- Activity: Every line below between the one holding "trace: **stone ruin" and the one holding "trace: **flat stone", inclusive, should be copied exactly, and no other line.

- Data listing:
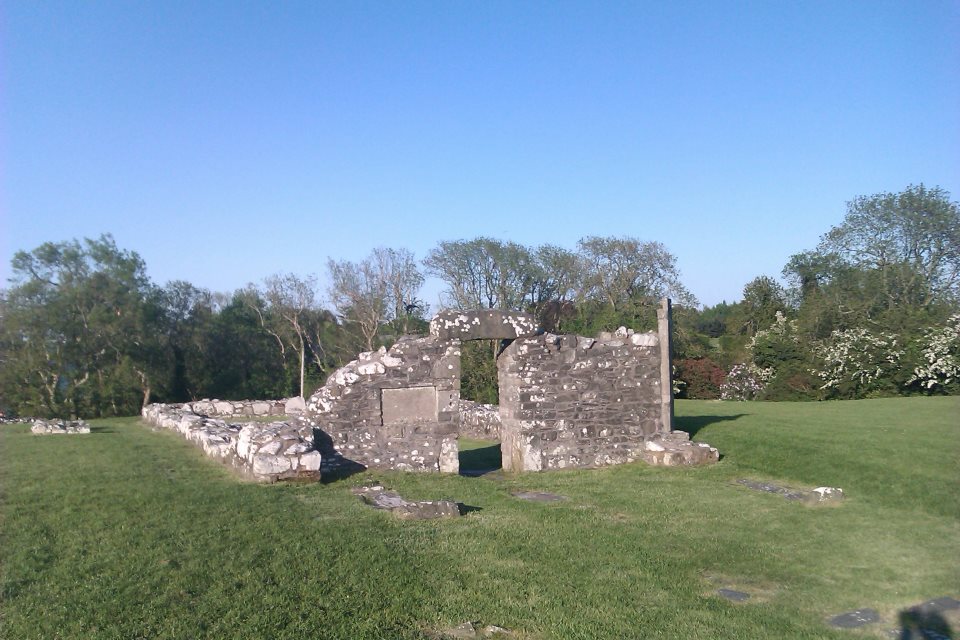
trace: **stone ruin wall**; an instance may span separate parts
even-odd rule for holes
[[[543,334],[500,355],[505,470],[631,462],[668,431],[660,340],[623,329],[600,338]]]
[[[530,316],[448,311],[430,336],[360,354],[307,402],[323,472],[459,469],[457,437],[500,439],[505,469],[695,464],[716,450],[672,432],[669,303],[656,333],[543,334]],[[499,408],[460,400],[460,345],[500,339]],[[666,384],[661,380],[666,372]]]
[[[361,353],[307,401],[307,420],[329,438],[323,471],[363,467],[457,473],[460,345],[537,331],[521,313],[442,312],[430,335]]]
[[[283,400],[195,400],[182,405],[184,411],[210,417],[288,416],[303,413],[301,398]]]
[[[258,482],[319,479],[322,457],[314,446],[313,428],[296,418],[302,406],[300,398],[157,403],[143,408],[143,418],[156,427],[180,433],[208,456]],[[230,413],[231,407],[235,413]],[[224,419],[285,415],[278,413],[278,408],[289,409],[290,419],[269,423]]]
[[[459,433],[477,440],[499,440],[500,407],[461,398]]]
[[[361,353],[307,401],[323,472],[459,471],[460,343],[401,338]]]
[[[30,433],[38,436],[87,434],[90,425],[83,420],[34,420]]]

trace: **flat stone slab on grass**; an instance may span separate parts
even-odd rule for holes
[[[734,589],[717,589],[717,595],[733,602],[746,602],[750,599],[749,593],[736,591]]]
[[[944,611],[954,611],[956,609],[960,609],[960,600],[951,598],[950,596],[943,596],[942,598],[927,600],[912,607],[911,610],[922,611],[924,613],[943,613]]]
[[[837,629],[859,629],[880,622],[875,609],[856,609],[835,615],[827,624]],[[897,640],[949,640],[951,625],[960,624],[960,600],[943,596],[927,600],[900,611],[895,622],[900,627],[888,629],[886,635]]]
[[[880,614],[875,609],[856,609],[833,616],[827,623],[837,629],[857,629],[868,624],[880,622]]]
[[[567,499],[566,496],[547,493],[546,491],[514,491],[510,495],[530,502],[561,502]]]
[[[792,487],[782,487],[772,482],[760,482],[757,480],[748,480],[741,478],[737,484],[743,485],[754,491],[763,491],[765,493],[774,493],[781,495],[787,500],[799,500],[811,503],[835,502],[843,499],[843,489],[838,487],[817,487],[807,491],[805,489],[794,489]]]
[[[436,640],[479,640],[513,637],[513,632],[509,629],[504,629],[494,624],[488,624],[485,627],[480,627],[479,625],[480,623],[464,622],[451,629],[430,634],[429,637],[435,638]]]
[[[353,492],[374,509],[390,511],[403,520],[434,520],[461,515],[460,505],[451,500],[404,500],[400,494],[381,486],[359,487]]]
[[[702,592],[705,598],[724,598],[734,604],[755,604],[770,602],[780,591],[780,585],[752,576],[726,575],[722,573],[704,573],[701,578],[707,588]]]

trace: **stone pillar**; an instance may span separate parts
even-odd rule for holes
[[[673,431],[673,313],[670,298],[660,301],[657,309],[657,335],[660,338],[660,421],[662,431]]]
...
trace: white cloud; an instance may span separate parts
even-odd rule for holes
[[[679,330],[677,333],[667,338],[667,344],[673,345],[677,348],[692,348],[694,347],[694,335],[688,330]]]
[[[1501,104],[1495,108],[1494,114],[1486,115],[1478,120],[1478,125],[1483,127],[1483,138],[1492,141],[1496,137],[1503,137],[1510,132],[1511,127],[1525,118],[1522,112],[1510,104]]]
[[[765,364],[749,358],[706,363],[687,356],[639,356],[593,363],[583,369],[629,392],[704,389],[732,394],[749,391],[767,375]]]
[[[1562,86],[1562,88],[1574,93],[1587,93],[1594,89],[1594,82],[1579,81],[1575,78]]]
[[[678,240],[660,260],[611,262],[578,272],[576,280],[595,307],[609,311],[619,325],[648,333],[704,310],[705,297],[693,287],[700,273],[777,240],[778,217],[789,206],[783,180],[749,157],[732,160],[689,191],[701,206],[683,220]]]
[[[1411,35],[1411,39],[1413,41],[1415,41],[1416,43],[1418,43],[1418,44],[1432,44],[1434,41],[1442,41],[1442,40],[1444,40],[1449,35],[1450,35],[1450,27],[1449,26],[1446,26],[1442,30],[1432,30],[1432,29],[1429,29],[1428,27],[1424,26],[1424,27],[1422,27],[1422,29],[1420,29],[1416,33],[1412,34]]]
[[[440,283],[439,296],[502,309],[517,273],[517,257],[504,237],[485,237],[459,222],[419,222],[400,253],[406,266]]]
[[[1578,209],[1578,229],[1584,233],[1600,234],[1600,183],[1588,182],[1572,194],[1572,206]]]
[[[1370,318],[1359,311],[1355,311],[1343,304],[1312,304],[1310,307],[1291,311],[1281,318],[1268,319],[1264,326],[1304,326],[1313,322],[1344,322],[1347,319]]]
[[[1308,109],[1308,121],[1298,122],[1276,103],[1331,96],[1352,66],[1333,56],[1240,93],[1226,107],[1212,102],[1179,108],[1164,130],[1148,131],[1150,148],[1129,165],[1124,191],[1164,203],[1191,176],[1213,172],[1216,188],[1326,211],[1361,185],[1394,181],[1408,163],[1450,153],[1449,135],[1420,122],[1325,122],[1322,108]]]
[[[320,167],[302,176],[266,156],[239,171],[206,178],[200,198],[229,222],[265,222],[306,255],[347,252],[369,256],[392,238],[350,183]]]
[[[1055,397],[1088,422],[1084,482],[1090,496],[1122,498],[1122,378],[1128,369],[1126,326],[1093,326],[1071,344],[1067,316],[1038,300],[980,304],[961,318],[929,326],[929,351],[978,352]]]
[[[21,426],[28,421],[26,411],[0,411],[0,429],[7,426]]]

- Exercise output:
trace: **stone ruin wall**; an instance may span separate parts
even-odd rule for holes
[[[543,334],[500,355],[505,470],[631,462],[668,431],[660,340],[623,329],[600,338]]]
[[[530,316],[448,311],[430,336],[360,354],[307,402],[323,472],[459,469],[457,437],[500,439],[505,469],[695,464],[716,450],[672,432],[669,303],[656,333],[543,334]],[[499,408],[460,400],[460,345],[500,339]],[[666,384],[661,380],[666,372]]]
[[[361,353],[307,401],[307,420],[329,438],[323,471],[363,467],[457,473],[460,345],[537,331],[521,313],[442,312],[430,335]]]
[[[283,400],[195,400],[182,405],[184,411],[210,417],[288,416],[303,413],[301,398]]]
[[[258,482],[319,479],[322,457],[314,446],[313,428],[296,418],[302,406],[300,398],[157,403],[143,408],[143,418],[156,427],[180,433],[208,456]],[[230,413],[231,407],[235,413]],[[224,419],[285,415],[278,413],[278,408],[289,409],[290,419],[269,423]]]
[[[459,433],[477,440],[499,440],[500,407],[461,398]]]
[[[361,353],[307,401],[323,472],[459,471],[460,343],[401,338]]]
[[[30,433],[38,436],[87,434],[90,425],[83,420],[34,420]]]

trace: **flat stone slab on grass**; an instance may span separate parts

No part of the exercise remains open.